Post-Yanshanian faults
Recent Ar–Ar age dating of whole rock specimens (GEO, unpublished
data) suggest that some of the major faults in Hong Kong have been
active to within the last 3–4 Ma. These faults include the
San Tin Fault, the Tiu Tang Lung Fault, the Tolo Channel Fault and
the ‘Rambler Channel fault’.
Ding
& Lai, (1997), using thermoluminescence dating on fault gouges,
have suggested that significant movements on northwesterly-striking
faults in Hong Kong occurred as recently as 33 300 ± 2700
years BP (see ‘Neotectonics’ below).
A wide variety of fold styles and scales of folding can be observed
in Hong Kong. These can be interpreted both in terms of soft sediment
deformation and tectonic deformation, variously associated with
faulting, granitoid emplacement, volcanotectonic collapse and basin
development.
Mesoscale folds, with wavelengths of metres to tens of metres,
are most readily observable within the older sedimentary formations
of Hong Kong, and especially the Devonian Bluff Head Formation,
the Carboniferous Lok Ma Chau Formation and the Permian Tolo Harbour
Formation. They are also seen locally within younger sedimentary
and volcanic rocks of mainly Jurassic and Cretaceous ages. Larger
scales of folding, with wavelengths of tens to hundreds of metres
and more, and fold axial traces that extend for distances of hundreds
of metres up to kilometres, have been mapped within the Devonian
Bluff Head Formation, the Carboniferous Lok Ma Chau Formation, locally
within Jurassic and Cretaceous volcanic formations. They have also
been inferred within Cretaceous sedimentary formations.
Pre-Yanshanian folds
Evidence of pre-Yanshanian folding would only be expected within
the limited outcrop of sedimentary rocks that predate the Mesozoic
volcanism and plutonism. However, the age of deformation of these
sedimentary rocks is uncertain. Certainly, they are commonly highly
deformed and deformational styles and intensities are typically
more extreme than those in younger rocks. However, deformation of
multilayered sedimentary strata would be expected to differ in style
and intensity from the younger, more massive volcanic and plutonic
rocks even under the same far-field stress conditions.

^^^^

CHALLENGES:
**1)** Extract everything in the Hong Kong geology text from "Pre-Yanshanian folds" down to "far-field stress conditions.", word for word.
**2)** In the Hong Kong geology text, what dating method did Ding & Lai (1997) apply to fault gouges?
**3)** The Hong Kong geology text says that the older sedimentary rocks could deform differently from younger rocks even under the same far-field stress. Explain the reason it gives.
Answer from the Hong Kong geology text alone.

MATERIAL PROVIDED:
^^^^

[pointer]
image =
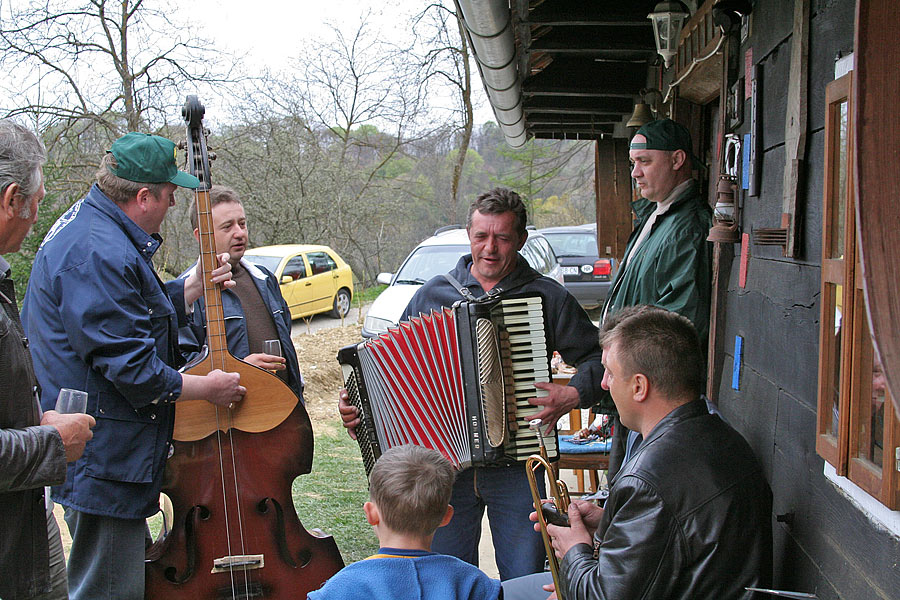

^^^^

RESULTS BY TASK:
**1)**
Pre-Yanshanian folds
Evidence of pre-Yanshanian folding would only be expected within
the limited outcrop of sedimentary rocks that predate the Mesozoic
volcanism and plutonism. However, the age of deformation of these
sedimentary rocks is uncertain. Certainly, they are commonly highly
deformed and deformational styles and intensities are typically
more extreme than those in younger rocks. However, deformation of
multilayered sedimentary strata would be expected to differ in style
and intensity from the younger, more massive volcanic and plutonic
rocks even under the same far-field stress conditions.

**2)** Thermoluminescence dating.

**3)** The older rocks are multilayered sedimentary strata, while the younger volcanic and plutonic rocks are more massive. Because of this difference, their deformation would be expected to differ in style and intensity even under the same far-field stress conditions.